# PROVIDED PASSAGE
Some of the questions must already be the subjects of research in progress.  Some already have partial answers in the literature.  Some are too small for an article and some are too large for a dissertation.  Some require the passage of time before we'll have enough evidence to make a serious attack on them. 

This list would be larger and better if it weren't just my own.  Therefore, I'll soon deposit it in the Open Access Directory (OAD), the wiki that Robin Peek and I launched just this week.  The basic idea behind the OAD is that a community can maintain a list far better than a single individual could maintain it alone.  It may take a few days to set up the new list, but watch my blog for news that it's ready for community editing.  Once it goes up, it will be as much yours as mine.  Please add new entries, revise existing entries, and send the URL to grad students and other researchers looking for ways to deepen our understanding of OA.

Open Access Directory

Alongside the new list on Research Questions, OAD will also include a second, related list on Research in Progress.  The second list will present ongoing research projects and contact info for their participants.  The idea here is simply to support collaboration and prevent unwanted duplication of effort.  When a question on the first list is already under investigation, someone can simply move the relevant details to the second list. 

I found it very difficult to stop writing this list once I started, for two somewhat conflicting reasons.  On the one hand, the catalog of what I don't know and would like to know is large.  Whenever I sit down to transcribe it, nothing is easier than to pose a new question.  On the other, some questions have to sneak up on me, and only strike when I'm doing something else, genuinely surprising me that I didn't think of them earlier.  For both reasons, I'm glad the list is moving to a wiki and not just to the SOAN archive.  I expect to be enlarging it myself.

# RAW DATA

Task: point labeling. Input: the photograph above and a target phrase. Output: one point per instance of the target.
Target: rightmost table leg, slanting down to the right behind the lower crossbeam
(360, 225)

# WHAT YOU NEED TO DO
(1) From the passage about the Open Access Directory, list every statement it makes about what some of the questions are or require.
(2) Please continue the passage about the Open Access Directory, starting after its last sentence.

# RESULTS FOR EACH TASK
(1)
- Some must already be the subjects of research in progress.
- Some already have partial answers in the literature.
- Some are too small for an article.
- Some are too large for a dissertation.
- Some require the passage of time before there will be enough evidence to make a serious attack on them.

(2)
(1) Access

* Publishers often assert that all or most of those who need access to peer-reviewed journal literature already have access.  Who doesn't have access?  What kinds of people don't have access and how well can we measure their numbers?

It's important to separate lay readers without access from professional researchers (in the academy, industry, and the professions) without access.  Among professional researchers without access, it would help to classify by country and field. 

It's also important to distinguish demand for access from people without access.  Some of those without access may not care to have it.  How well can we measure the demand for access among those who don't currently have it?

Can we redo the estimates annually in order to have a moving measurement of our progress in closing the access gap and meeting the unmet demand?

* What is the current rate of self-archiving in different fields and countries?  Can we graph the change in these rates over time?  Can we disentangle spontaneous self-archiving from self-archiving encouraged or required by funders and universities?  Can we calculate both the percentage of self-archiving authors and the percentage of self-archived papers?

How accurately can we rank the disciplines by their levels of OA archiving?  Even if the widely-held assumption is correct that physics is first, what's the rest of the picture?

* What percentage of published articles from a given year or a given journal have OA copies somewhere online?  Can we break this down by permitted copies and unpermitted ones?  Can we break it down by OA preprints and OA postprints?  Can we break it down by field?  Can we collect these numbers easily enough to recompute them annually and chart future progress?

Bo-Christer Bork, Annikki Roos, and Mari Lauri just released a paper doing a significant part of this calculation.

* There is an emerging consensus to allow (or even require) self-archiving for the final version of the author's peer-reviewed manuscript, and to give the publisher exclusivity for the published edition.  Can we sample widely in different fields and come up with any useful generalizations on how widely these two versions differ from one another?

* How accurately can a university measure the "ullage" of its library? 

In 2004, I introduced the term "ullage" --after the word for the empty space at the top of a wine bottle-- for the gap between what a university directly offers through its library and the totality of literature to which faculty and students might need access.

Can a university measure its ullage in absolute numbers (of journals or journal articles) and percentages (of the journal literature in certain fields)?  Can we agree on the total number of journal articles (for a given year and perhaps for a given field) so that different universities could use the same denominators when making their calculations and comparing their results?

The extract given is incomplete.